What this task involves | Reproduce every one of the entries below verbatim, leaving out the pictures.

Data for processing |
___

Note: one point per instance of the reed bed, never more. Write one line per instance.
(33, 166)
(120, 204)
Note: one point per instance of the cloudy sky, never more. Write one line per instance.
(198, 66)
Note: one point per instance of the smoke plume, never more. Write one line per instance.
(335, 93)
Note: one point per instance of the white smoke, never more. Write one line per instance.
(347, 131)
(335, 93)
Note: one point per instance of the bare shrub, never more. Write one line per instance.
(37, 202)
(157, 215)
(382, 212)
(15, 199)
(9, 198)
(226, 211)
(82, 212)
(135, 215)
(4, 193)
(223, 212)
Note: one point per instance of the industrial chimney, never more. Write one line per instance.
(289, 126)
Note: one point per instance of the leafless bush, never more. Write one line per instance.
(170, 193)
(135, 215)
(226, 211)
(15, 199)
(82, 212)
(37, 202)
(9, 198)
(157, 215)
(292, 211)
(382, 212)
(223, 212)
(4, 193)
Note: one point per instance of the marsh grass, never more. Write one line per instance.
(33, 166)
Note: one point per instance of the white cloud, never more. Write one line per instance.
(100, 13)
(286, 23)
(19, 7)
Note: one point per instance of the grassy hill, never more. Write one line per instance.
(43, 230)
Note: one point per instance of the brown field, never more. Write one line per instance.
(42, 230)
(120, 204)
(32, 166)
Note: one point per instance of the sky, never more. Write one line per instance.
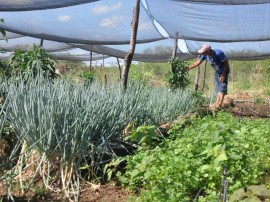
(109, 22)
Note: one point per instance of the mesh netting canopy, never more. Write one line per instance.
(239, 28)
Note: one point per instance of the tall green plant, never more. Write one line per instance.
(32, 61)
(177, 77)
(82, 130)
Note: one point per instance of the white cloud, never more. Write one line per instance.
(111, 22)
(116, 6)
(64, 18)
(145, 26)
(105, 8)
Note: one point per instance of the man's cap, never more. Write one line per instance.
(204, 48)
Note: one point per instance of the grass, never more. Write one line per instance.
(251, 76)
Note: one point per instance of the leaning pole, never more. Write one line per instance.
(129, 54)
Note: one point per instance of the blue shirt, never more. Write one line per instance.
(216, 60)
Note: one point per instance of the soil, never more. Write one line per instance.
(239, 104)
(106, 193)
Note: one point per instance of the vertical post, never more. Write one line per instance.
(175, 45)
(119, 67)
(129, 54)
(91, 58)
(204, 75)
(41, 43)
(174, 50)
(196, 84)
(103, 61)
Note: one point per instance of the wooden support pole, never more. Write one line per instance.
(129, 54)
(103, 61)
(91, 58)
(175, 45)
(197, 76)
(41, 43)
(204, 75)
(119, 67)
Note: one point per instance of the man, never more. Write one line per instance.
(220, 63)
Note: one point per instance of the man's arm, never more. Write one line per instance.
(195, 64)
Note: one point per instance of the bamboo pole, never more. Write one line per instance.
(91, 58)
(204, 75)
(196, 83)
(119, 67)
(175, 45)
(174, 50)
(129, 54)
(41, 42)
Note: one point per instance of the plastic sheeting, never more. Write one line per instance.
(24, 5)
(240, 28)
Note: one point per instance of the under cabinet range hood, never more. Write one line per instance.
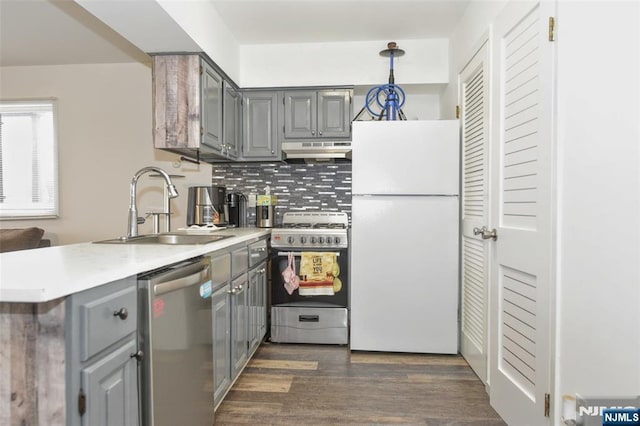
(319, 151)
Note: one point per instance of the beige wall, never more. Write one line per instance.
(104, 137)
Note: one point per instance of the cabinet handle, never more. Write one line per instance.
(122, 314)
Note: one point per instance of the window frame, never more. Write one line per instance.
(31, 211)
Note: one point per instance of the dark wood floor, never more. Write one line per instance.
(321, 384)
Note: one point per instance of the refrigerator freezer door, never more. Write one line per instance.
(406, 157)
(404, 274)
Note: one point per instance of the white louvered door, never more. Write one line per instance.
(522, 144)
(474, 105)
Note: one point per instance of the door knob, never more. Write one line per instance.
(122, 314)
(486, 233)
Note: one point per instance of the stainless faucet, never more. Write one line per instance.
(172, 192)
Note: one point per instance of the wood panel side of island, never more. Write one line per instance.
(32, 363)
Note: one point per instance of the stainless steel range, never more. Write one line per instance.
(310, 278)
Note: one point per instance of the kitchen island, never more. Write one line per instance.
(34, 288)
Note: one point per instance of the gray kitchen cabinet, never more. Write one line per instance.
(257, 305)
(221, 313)
(187, 106)
(102, 373)
(260, 126)
(232, 116)
(239, 316)
(300, 114)
(317, 114)
(221, 300)
(257, 294)
(211, 96)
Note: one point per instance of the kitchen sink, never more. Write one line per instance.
(172, 239)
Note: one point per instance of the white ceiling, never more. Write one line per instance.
(301, 21)
(54, 32)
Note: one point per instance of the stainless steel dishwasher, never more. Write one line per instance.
(176, 373)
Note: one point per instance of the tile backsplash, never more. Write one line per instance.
(299, 187)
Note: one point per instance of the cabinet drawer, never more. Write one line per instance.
(239, 261)
(220, 270)
(257, 252)
(107, 319)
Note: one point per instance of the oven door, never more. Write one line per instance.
(321, 277)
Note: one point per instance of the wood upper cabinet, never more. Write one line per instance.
(260, 126)
(187, 105)
(312, 114)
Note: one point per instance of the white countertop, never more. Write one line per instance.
(41, 275)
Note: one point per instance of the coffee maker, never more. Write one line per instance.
(237, 209)
(206, 206)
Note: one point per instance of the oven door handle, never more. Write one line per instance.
(299, 253)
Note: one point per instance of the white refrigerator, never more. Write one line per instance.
(404, 236)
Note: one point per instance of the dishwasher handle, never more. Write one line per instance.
(189, 280)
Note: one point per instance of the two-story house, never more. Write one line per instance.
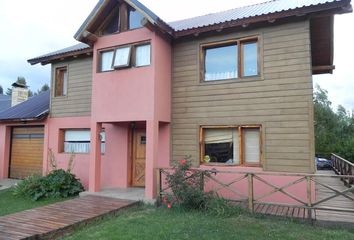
(231, 90)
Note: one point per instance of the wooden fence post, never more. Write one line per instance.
(202, 181)
(250, 192)
(309, 196)
(158, 184)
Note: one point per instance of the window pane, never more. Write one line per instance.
(61, 79)
(220, 146)
(252, 148)
(250, 56)
(112, 26)
(135, 19)
(76, 147)
(221, 63)
(122, 57)
(106, 61)
(77, 135)
(142, 55)
(65, 82)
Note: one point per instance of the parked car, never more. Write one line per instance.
(323, 163)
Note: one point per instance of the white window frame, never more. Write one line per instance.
(241, 148)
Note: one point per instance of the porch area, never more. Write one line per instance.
(133, 194)
(133, 150)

___

Result |
Note: one point per instance of the reed bed, never more. Write one line per instance.
(33, 166)
(120, 204)
Note: one point per instance of the cloudy sky, never more. Write one line per instance.
(198, 66)
Note: one point per instance of the smoke plume, never more. Write one line per instance.
(335, 93)
Note: one point per instance of the white smoke, never more. Write one line per instance.
(347, 131)
(335, 93)
Note: one point per instance of the bare shrub, never more. Write one line per instance.
(37, 202)
(157, 215)
(382, 212)
(15, 199)
(9, 198)
(226, 211)
(82, 212)
(135, 215)
(4, 193)
(223, 212)
Note: one point per instance of the industrial chimney, never more. Write one line per instance.
(289, 126)
Note: one point per instance of the leafless bush, never more. Write one line per instance.
(170, 193)
(135, 215)
(226, 211)
(15, 199)
(82, 212)
(37, 202)
(9, 198)
(157, 215)
(292, 211)
(382, 212)
(223, 212)
(4, 193)
Note: one point per instance of the marsh grass, never more. Write one line per instance.
(33, 166)
Note: one point per instance of the white cloud, never more. Write one line per instance.
(100, 13)
(286, 23)
(19, 7)
Note: one point per instance of the grassy hill, never more. Write one line per instance.
(43, 230)
Note: one point per instance of the brown field, never more. Write one line per instance.
(42, 230)
(120, 204)
(32, 166)
Note: one point per instance of the sky, never more. Write one line per instance.
(109, 22)
Note: one point per instance of the mesh netting canopy, never more. Write one line per instance.
(239, 28)
Note: one point per instance of the tall green plant, never more. Write one line per instance.
(32, 61)
(177, 77)
(82, 130)
Note: one point per instance of the white cloud, never more. Write one line per instance.
(111, 22)
(116, 6)
(64, 18)
(145, 26)
(105, 8)
Note: one point per instance of the man's cap, never more. Write one line per instance.
(204, 48)
Note: one point per instance of the grass, never more. Write one line per instance.
(251, 76)
Note: one point per instance of the leaning pole, never more. Write one line per instance.
(129, 54)
Note: one point per instance of the blue shirt, never more. Write one line per instance.
(216, 60)
Note: one point per instance of the soil, never more. Write one line per instance.
(239, 104)
(106, 193)
Note: one point per instance of the vertical post, never more. Write one line per instance.
(175, 45)
(119, 67)
(129, 54)
(91, 58)
(204, 75)
(41, 43)
(174, 50)
(196, 84)
(103, 61)
Note: one point per instance of the wooden support pole, never more. Write one line per instance.
(129, 54)
(103, 61)
(91, 58)
(175, 45)
(197, 76)
(41, 43)
(204, 75)
(119, 67)
Note: one point per instance of the man, never more. Write one line per instance.
(220, 63)
Note: one point per instance of the man's arm, never more. Write one line per instance.
(195, 64)
Note: one point per instance of the bamboo pole, never more. Write one line per instance.
(91, 58)
(204, 75)
(196, 83)
(119, 67)
(175, 45)
(174, 50)
(129, 54)
(41, 42)
Note: one point per instance of the plastic sheeting, never more. Write one line per instance.
(24, 5)
(240, 28)
Note: one point per instance of the under cabinet range hood, never more. Write one line per instance.
(319, 151)
Note: one point per instance of the beige wall, never more. Write one line per instance.
(104, 137)
Note: one point per instance of the cabinet handle, never more. Write one line per instance.
(122, 314)
Note: one point per instance of the window frame, never more. Write one line per instance.
(31, 211)
Note: one point per instance of the dark wood floor, never more. Write one line per instance.
(321, 384)
Note: one point per instance of the refrigerator freezer door, never more. Write one line per instance.
(406, 157)
(404, 274)
Note: one point per instance of the white louvered door, never more. Write one line per instance.
(522, 144)
(474, 105)
Note: one point per instance of the door knob, never more. Write one line per instance.
(122, 314)
(486, 233)
Note: one point per instance of the stainless faucet, never more. Write one line per instance.
(172, 192)
Note: one point per instance of the wood panel side of island, never more. Write one line per instance.
(32, 363)
Note: one point per instance of the stainless steel range, never more. Write one line per instance.
(310, 278)
Note: one point per instance of the kitchen island, never more. Write one line per instance.
(34, 288)
Note: one point per instance of the gray kitchen cabinet, never more. Write one line per instance.
(257, 305)
(221, 313)
(187, 106)
(102, 373)
(260, 126)
(232, 116)
(239, 316)
(300, 114)
(317, 114)
(221, 300)
(257, 294)
(211, 96)
Note: one point per instance of the kitchen sink, never more. Write one line per instance.
(172, 239)
Note: one point per instance of the white ceiling, never more. Write one line per instance.
(301, 21)
(54, 32)
Note: one point per instance of the stainless steel dishwasher, never more. Write one line per instance.
(176, 373)
Note: one point per instance of the tile backsplash, never more. Write one line per instance.
(299, 187)
Note: one point per instance of the cabinet drawer, never more. Write one line per instance.
(239, 261)
(220, 270)
(257, 252)
(107, 319)
Note: one point per instance of the oven door, never more. Write one line per instance.
(321, 277)
Note: one point per instance of the wood upper cabinet, never more. Write one line per instance.
(260, 126)
(187, 105)
(312, 114)
Note: one point per instance of the white countertop, never more. Write one line per instance.
(41, 275)
Note: one point per instance of the coffee maker, never more. Write one line per instance.
(237, 209)
(206, 206)
Note: one point per instance of the oven door handle, never more. Write one line per instance.
(299, 253)
Note: one point per instance of the white refrigerator, never more. Write one line per instance.
(404, 236)
Note: one point per instance of the dishwasher handle, never more. Write one line per instance.
(189, 280)
Note: one point per instance of the two-story house, never more. Write one line per instance.
(231, 90)
Note: one point per instance of the wooden fence post, never more. Write one line per instance.
(202, 181)
(250, 192)
(309, 196)
(158, 184)
Note: one point per instance of the window pane, never more. Write one line per instance.
(61, 79)
(220, 146)
(252, 148)
(250, 56)
(112, 26)
(135, 19)
(76, 147)
(221, 63)
(122, 57)
(106, 61)
(77, 135)
(142, 55)
(65, 82)
Note: one point per instance of the parked car, never more. Write one line per instance.
(323, 163)
Note: one point per instance of the white window frame, never more. Write one line per instance.
(241, 148)
Note: one point per instance of the porch area, never more. Write one line per instance.
(133, 194)
(133, 150)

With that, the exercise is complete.